**Source:**
**********
Kendall says budget request meets current needs while opening path to the future

  • Published
  • By Charles Pope
  • Secretary of the Air Force Public Affairs

Foreshadowing a message he’ll deliver to Congress beginning next week, Air Force Secretary Frank Kendall said April 19, in remarks at the National Press Club, that the Air and Space Forces are facing “hard choices” necessary to quicken the pace of change to “transform” and modernize the services to meet challenges from China.

In an appearance focused on the Department’s recently submitted $194 billion budget request for fiscal year 2023, Kendall acknowledged that the Air and Space Forces must modernize faster while also making a cultural shift in the face of competition from China and, to a lesser extent, Russia.

The budget request, he said, “is an appropriate balance between immediate or near-term capabilities and investments in the future. Those investments in the future are designed to transform the Department of the Air Force. …  Transformations are not cheap, but the threat is increasing over time … so we have to make some hard choices [and] I want to make sure people are prepared.”

Kendall said he is comfortable that the budget proposal makes the proper investments in the nation’s nuclear deterrent by fully funding the transition to the new Sentinel intercontinental ballistic missile, as well as continued development of the B-21 Raider strike bomber and the Long Range Standoff (LRSO) weapon.
**********
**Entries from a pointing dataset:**
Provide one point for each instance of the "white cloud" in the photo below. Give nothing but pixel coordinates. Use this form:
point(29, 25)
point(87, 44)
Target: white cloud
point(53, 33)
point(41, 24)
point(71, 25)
**********
**Problems to solve:**
1. Reproduce the entire article on the Air Force budget request above, word for word.
2. How many lines of the listing above contain the string "cloud"? Reply with the number alone.

**Results of the tasks:**
1.
Kendall says budget request meets current needs while opening path to the future

  • Published
  • By Charles Pope
  • Secretary of the Air Force Public Affairs

Foreshadowing a message he’ll deliver to Congress beginning next week, Air Force Secretary Frank Kendall said April 19, in remarks at the National Press Club, that the Air and Space Forces are facing “hard choices” necessary to quicken the pace of change to “transform” and modernize the services to meet challenges from China.

In an appearance focused on the Department’s recently submitted $194 billion budget request for fiscal year 2023, Kendall acknowledged that the Air and Space Forces must modernize faster while also making a cultural shift in the face of competition from China and, to a lesser extent, Russia.

The budget request, he said, “is an appropriate balance between immediate or near-term capabilities and investments in the future. Those investments in the future are designed to transform the Department of the Air Force. …  Transformations are not cheap, but the threat is increasing over time … so we have to make some hard choices [and] I want to make sure people are prepared.”

Kendall said he is comfortable that the budget proposal makes the proper investments in the nation’s nuclear deterrent by fully funding the transition to the new Sentinel intercontinental ballistic missile, as well as continued development of the B-21 Raider strike bomber and the Long Range Standoff (LRSO) weapon.

2. 2